DATA SUPPLIED:
"""
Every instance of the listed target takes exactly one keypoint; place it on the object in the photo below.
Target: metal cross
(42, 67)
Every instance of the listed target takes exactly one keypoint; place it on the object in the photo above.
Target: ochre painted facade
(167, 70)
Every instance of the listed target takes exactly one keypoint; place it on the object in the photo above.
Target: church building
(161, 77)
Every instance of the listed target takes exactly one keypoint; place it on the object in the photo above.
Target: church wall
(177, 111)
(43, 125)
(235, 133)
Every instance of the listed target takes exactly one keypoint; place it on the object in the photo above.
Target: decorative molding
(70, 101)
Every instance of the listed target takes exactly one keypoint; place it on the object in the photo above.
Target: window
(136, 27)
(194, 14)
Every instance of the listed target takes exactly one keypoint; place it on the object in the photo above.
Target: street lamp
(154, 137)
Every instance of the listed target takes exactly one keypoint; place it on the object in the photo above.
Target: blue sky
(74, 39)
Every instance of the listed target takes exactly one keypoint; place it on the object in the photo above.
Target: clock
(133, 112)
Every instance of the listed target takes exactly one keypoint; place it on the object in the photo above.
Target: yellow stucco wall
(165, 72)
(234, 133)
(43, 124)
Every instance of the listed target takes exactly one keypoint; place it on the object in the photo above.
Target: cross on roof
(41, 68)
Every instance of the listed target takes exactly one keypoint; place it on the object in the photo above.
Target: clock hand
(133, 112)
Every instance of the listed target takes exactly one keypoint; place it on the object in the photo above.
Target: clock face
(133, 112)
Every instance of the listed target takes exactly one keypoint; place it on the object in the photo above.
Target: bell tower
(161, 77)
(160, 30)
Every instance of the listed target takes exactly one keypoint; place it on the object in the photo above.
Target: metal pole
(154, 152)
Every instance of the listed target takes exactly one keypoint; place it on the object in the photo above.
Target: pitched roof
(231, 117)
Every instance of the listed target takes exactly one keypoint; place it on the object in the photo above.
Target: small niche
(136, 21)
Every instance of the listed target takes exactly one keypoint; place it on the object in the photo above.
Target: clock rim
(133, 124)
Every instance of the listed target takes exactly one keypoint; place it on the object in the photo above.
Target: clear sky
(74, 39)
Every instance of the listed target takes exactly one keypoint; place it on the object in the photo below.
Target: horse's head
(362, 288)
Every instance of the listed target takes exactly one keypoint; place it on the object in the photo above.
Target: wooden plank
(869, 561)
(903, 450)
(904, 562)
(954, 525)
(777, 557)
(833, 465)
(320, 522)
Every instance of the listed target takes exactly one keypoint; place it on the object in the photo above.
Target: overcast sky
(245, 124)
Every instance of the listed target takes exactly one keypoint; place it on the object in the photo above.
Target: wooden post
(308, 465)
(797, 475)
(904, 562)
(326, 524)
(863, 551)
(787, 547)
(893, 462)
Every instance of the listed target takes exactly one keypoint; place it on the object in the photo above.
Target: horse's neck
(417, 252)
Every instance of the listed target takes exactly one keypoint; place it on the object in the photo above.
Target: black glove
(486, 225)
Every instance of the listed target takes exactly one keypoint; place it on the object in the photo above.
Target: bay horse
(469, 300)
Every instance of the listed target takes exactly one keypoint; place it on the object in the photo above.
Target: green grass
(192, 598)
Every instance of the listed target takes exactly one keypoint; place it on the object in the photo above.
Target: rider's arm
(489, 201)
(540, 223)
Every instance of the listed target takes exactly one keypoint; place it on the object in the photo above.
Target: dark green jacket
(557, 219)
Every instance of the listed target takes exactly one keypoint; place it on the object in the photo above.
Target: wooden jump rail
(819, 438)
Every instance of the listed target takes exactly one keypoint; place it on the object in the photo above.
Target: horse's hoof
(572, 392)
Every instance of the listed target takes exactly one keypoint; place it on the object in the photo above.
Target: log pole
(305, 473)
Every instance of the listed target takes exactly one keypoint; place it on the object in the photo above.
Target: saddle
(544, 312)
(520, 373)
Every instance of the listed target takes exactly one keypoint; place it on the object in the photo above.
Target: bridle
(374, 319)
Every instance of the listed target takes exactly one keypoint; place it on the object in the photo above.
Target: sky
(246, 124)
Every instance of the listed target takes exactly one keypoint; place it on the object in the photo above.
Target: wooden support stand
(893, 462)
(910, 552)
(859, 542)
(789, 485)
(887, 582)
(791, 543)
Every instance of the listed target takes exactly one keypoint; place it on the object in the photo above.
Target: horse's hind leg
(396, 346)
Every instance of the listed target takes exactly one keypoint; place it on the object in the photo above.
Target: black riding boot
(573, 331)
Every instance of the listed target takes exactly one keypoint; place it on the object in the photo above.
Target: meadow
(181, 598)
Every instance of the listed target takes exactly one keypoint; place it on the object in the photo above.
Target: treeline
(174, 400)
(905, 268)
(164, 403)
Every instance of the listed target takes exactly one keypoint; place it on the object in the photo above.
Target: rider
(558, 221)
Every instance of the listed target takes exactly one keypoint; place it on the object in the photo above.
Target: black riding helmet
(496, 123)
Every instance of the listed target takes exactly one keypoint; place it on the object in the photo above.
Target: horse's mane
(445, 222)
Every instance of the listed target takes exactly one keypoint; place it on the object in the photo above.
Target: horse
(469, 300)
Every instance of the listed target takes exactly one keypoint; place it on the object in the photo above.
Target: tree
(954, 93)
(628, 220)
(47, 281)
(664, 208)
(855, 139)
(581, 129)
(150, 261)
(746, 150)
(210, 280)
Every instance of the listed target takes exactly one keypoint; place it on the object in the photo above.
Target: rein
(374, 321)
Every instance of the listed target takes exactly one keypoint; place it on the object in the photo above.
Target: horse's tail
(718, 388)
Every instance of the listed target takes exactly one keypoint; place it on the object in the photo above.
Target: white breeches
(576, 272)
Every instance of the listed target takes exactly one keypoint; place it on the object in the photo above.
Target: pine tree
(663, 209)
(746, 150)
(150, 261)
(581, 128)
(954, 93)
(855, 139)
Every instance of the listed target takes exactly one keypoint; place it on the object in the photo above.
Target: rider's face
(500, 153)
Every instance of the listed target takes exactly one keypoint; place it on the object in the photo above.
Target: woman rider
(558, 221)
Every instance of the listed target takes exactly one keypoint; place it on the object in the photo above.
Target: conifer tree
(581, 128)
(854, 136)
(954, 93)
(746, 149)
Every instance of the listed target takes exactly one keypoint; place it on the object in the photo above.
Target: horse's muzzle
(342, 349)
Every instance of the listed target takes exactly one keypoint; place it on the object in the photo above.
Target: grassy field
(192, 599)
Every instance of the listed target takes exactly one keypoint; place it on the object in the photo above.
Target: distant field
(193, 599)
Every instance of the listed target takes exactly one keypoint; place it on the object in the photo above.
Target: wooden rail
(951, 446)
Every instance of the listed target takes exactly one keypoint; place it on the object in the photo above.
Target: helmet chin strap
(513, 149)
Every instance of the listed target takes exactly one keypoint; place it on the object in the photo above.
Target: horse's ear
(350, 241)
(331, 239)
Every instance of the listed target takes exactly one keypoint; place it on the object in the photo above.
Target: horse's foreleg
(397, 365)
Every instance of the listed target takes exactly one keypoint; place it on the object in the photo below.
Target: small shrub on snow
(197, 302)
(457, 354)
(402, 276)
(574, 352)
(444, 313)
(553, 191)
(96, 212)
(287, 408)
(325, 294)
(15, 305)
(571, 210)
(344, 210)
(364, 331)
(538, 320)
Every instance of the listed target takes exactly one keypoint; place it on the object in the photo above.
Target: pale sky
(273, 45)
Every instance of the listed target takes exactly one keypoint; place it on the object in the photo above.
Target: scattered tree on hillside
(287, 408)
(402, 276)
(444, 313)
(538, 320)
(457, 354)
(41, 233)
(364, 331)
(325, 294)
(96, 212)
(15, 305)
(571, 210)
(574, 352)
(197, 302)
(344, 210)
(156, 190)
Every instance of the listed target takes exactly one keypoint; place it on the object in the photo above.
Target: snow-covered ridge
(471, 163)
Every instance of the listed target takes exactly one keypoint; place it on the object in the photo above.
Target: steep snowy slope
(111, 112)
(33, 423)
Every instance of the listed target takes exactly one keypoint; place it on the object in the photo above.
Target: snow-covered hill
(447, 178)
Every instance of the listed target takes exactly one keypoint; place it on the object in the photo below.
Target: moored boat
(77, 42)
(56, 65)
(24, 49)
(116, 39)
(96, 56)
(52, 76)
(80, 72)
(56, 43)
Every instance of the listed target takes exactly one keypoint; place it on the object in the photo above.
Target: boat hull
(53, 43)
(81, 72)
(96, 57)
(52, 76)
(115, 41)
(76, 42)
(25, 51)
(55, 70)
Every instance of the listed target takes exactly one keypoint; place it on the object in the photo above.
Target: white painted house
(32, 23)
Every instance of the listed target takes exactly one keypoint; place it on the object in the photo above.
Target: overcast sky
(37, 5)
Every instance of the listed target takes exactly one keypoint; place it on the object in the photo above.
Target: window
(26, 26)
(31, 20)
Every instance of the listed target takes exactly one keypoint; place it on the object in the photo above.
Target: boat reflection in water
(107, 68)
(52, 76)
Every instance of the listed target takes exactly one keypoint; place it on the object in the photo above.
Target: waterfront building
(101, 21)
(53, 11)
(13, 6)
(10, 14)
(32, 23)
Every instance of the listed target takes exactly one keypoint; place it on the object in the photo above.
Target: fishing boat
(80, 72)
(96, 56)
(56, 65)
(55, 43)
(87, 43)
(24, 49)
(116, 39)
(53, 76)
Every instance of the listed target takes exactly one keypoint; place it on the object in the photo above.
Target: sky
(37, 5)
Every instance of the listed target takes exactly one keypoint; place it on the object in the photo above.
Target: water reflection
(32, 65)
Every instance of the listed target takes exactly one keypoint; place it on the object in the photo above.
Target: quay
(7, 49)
"""
GOAL: Pull out every line in the lines above that contains the word "church", matching case exactly. List those lines unchanged.

WORKED ANSWER:
Target: church building
Target: church wall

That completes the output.